START Exercise materials

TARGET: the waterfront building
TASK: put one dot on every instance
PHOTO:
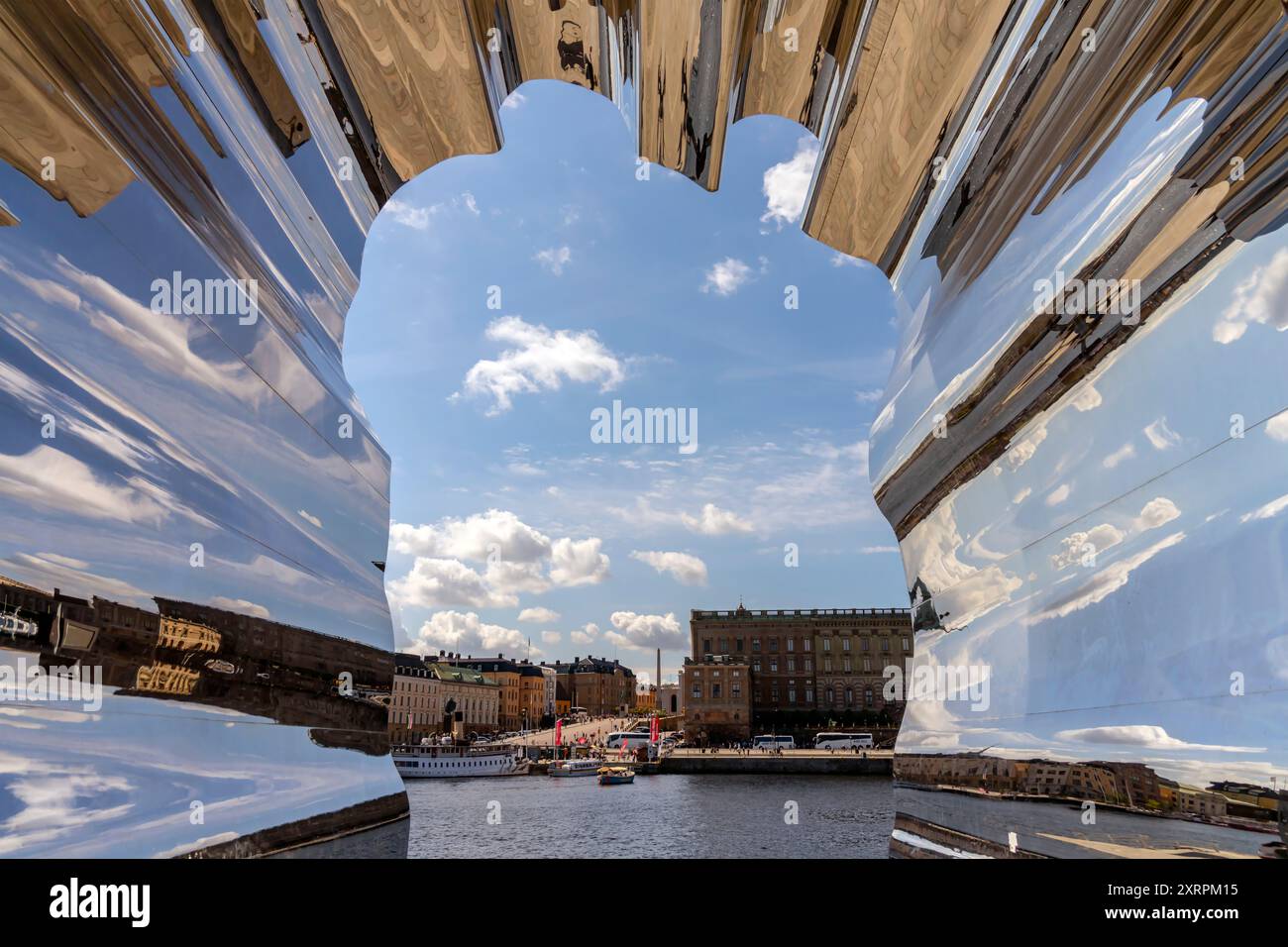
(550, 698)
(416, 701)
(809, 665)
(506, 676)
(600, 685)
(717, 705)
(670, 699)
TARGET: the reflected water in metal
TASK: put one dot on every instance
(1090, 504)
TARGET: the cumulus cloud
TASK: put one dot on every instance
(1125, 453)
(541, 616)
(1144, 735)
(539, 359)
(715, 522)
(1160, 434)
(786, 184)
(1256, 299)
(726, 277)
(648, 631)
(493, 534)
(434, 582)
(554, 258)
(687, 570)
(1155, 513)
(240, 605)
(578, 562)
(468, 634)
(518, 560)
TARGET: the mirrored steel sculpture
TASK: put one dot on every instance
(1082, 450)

END Exercise materials

- **What to produce**
From the first line to the last, retype the data exactly, but omit every image.

- **Result**
TARGET: the waterfront building
TASK: put one dot on every instance
PHOTO:
(550, 698)
(416, 701)
(809, 665)
(506, 676)
(600, 685)
(717, 705)
(670, 699)
TARGET: the reflected water in metal
TASK: put one dot on every instance
(1090, 504)
TARGET: the cumulus cloud
TASK: put one dot on every instance
(1125, 453)
(541, 616)
(1144, 735)
(539, 359)
(715, 522)
(1160, 434)
(786, 184)
(1256, 299)
(726, 277)
(648, 631)
(493, 534)
(434, 582)
(554, 258)
(687, 570)
(1155, 513)
(240, 605)
(578, 562)
(468, 634)
(518, 560)
TARGET: the mirrored steel sculpture
TASK: put one dot on every instance
(1082, 450)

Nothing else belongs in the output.